[Dataset entries]
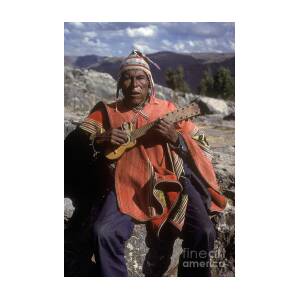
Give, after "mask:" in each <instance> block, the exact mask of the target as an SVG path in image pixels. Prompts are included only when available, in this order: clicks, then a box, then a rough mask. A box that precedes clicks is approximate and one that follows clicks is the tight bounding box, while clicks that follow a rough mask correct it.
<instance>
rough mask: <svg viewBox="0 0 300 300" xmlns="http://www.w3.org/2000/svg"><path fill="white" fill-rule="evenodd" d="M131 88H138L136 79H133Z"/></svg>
mask: <svg viewBox="0 0 300 300" xmlns="http://www.w3.org/2000/svg"><path fill="white" fill-rule="evenodd" d="M131 86H133V87H136V86H137V80H136V78H135V77H132V78H131Z"/></svg>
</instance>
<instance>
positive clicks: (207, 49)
mask: <svg viewBox="0 0 300 300" xmlns="http://www.w3.org/2000/svg"><path fill="white" fill-rule="evenodd" d="M64 37H65V55H75V56H78V55H88V54H96V55H100V56H102V55H103V56H127V55H128V54H129V52H131V50H132V48H133V47H134V48H137V49H139V50H141V51H142V52H144V53H148V54H149V53H154V52H158V51H173V52H179V53H189V52H220V53H221V52H234V45H235V41H234V23H232V22H225V23H224V22H217V23H213V22H209V23H208V22H201V23H197V22H189V23H184V22H180V23H178V22H167V23H163V22H159V23H158V22H153V23H142V22H139V23H129V22H128V23H121V22H114V23H104V22H103V23H96V22H66V23H65V24H64Z"/></svg>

Problem
Only lines holding the word "instance" belong in the answer; copy all of them from the records.

Response area
Give, after "mask:" in each <instance> block, the exact mask of the target as an SVG path in image pixels. Prompts are included only when available, in this order: clicks, then a box, then a rough mask. A box that precedes clicks is approximate and one that follows clicks is the tight bounding box, while clicks that follow a rough mask correct it.
<instance>
</instance>
<instance>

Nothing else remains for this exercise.